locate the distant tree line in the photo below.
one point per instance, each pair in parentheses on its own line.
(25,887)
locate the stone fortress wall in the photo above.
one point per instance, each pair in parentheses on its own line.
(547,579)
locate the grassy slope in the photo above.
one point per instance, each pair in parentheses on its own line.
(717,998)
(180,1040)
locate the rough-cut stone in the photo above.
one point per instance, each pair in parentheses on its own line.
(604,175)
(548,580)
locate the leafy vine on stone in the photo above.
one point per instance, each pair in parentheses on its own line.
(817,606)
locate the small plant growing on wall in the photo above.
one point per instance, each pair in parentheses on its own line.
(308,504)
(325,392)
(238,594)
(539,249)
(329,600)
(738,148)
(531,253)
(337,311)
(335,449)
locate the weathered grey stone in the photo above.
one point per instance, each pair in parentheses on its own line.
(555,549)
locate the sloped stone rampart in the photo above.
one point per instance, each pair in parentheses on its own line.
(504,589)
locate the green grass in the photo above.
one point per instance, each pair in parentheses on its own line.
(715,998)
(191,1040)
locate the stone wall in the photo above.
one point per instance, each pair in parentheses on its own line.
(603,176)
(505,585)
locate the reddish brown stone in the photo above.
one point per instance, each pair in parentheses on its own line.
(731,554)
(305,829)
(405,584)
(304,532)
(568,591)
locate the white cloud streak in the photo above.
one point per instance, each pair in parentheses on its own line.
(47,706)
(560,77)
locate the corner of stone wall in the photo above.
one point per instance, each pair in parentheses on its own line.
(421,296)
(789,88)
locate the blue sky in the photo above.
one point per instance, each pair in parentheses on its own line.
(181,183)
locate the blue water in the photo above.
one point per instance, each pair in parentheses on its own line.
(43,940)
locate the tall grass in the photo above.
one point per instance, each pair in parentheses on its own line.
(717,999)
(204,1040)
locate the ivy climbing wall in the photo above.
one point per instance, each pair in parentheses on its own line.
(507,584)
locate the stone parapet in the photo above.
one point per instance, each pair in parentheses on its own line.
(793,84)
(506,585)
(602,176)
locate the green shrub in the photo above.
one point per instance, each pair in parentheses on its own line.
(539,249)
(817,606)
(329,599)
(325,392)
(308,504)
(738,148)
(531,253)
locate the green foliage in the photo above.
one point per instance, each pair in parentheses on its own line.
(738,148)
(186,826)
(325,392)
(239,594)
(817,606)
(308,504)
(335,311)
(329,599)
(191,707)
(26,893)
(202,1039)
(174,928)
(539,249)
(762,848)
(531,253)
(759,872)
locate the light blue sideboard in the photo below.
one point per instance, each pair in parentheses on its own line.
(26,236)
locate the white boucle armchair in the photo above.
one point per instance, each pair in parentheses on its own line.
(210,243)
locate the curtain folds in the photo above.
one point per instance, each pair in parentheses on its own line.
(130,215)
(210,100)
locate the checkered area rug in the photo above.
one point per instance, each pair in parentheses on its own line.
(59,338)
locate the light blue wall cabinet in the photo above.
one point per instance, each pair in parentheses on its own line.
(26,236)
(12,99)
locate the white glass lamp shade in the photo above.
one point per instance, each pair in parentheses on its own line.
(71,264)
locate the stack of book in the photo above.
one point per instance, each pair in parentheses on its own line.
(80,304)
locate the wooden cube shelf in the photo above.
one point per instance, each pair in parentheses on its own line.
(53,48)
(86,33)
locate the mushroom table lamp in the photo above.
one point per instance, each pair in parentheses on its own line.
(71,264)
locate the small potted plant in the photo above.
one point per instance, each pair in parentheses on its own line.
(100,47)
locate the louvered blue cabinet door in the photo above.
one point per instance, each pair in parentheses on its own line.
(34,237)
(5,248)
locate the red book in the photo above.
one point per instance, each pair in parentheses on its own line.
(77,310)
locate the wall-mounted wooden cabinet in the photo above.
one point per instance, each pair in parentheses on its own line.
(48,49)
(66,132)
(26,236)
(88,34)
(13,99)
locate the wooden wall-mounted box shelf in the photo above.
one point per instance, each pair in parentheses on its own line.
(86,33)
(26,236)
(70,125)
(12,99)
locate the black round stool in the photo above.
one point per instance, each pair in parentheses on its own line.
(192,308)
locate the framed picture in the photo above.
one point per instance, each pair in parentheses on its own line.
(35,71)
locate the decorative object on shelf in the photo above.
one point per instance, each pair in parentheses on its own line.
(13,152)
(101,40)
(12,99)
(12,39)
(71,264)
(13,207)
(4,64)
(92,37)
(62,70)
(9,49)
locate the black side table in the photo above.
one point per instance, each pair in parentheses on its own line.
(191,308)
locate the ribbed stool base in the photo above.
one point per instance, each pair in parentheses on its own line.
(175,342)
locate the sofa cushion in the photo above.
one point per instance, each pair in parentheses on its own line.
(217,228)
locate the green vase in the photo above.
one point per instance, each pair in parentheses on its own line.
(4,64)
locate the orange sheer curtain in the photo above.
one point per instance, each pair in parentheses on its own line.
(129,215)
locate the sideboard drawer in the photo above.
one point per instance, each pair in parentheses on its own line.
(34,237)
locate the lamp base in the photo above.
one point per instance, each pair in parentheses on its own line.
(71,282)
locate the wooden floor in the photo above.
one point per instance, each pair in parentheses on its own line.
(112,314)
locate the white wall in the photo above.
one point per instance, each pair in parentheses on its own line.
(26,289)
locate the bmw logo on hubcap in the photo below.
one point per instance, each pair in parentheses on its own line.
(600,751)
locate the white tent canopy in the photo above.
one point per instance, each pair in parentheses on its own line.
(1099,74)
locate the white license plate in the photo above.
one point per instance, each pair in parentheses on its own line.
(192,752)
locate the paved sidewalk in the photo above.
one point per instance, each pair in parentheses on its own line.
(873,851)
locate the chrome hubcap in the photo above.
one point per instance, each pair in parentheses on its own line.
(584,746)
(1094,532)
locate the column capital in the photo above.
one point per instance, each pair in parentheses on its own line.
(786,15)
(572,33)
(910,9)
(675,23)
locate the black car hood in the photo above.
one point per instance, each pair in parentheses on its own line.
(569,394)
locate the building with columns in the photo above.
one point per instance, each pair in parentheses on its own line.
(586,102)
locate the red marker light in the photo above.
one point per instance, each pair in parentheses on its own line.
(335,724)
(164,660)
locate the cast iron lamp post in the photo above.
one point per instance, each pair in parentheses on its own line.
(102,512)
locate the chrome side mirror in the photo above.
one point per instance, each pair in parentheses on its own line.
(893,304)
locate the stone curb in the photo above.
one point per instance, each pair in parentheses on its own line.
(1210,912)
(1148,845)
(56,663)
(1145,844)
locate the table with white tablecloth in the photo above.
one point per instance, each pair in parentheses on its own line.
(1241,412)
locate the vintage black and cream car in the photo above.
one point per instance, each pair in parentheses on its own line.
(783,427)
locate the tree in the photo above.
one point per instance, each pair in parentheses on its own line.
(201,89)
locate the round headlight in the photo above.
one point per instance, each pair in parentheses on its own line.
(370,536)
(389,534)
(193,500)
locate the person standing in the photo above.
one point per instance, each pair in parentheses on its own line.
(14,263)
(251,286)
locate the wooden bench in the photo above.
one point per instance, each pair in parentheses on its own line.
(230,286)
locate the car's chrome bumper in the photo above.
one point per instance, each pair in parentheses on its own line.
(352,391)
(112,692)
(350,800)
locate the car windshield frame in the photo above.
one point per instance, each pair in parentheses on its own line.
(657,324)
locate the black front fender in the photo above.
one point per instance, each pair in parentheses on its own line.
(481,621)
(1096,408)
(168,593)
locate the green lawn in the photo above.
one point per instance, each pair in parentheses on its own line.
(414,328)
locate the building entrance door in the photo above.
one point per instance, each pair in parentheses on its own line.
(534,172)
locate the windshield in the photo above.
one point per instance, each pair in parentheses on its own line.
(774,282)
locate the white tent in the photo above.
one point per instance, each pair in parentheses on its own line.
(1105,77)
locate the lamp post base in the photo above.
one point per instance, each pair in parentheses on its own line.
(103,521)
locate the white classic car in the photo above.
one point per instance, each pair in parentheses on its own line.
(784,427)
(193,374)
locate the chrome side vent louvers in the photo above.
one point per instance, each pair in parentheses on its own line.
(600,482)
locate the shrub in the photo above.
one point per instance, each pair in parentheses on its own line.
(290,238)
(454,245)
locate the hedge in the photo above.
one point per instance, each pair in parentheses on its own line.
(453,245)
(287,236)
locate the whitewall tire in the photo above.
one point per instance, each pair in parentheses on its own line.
************
From the line holding "locate the tree in the photo above." through the last line above, reproduce each line exactly and add nothing.

= FINISHED EXERCISE =
locate the tree in the photo above.
one point per instance, each pair in parentheses on its own line.
(201,89)
locate the round headlight in the photo above.
one point per instance, each pair in parentheses on its own line.
(370,536)
(389,534)
(193,500)
locate the person standing in the photo above.
one point per instance, each pair in parentheses on its own line.
(14,263)
(251,286)
locate the wooden bench in the photo above.
one point per instance, each pair in parentheses on its own line.
(230,286)
locate the car's chrome bumper in the photo above.
one point per instance, each pair in parentheses on its own line.
(352,391)
(112,692)
(350,800)
locate the car windshield frame in the photo above.
one point per instance, each pair in parentheses on its own line.
(657,324)
locate the black front fender in the photo above.
one point per instance, each pair in parentheses on its own line.
(481,621)
(1096,408)
(168,593)
locate the green lawn in the photo above.
one point per instance, each pair in parentheses on its own line.
(414,328)
locate the building entrance door in the photo above.
one point per instance, each pair in parentheses on its own line.
(534,172)
locate the windshield in the photo above.
one point per instance, each pair in parentheses on its own line.
(774,282)
locate the white tent in the photo above.
one point per instance, each pair in parentheses on its own line.
(1105,77)
locate the lamp post base in the photo above.
one point per instance, each pair in parentheses on its own line.
(103,521)
locate the white classic car in the photo above.
one point per instance, each pair in parentheses on its own line.
(784,427)
(193,374)
locate the chrome side vent louvers in the photo above.
one point per instance, each pair in parentheses on its own line.
(600,482)
locate the shrub in the photo above.
one point per instance, each pair in parentheses on its own line.
(290,238)
(454,245)
locate the hedge in the photo above.
one point per instance, each pair in parentheses on its own line.
(453,245)
(287,236)
locate the whitewall tire in the photo above.
one point per instance, each pair in parentheses on its own line.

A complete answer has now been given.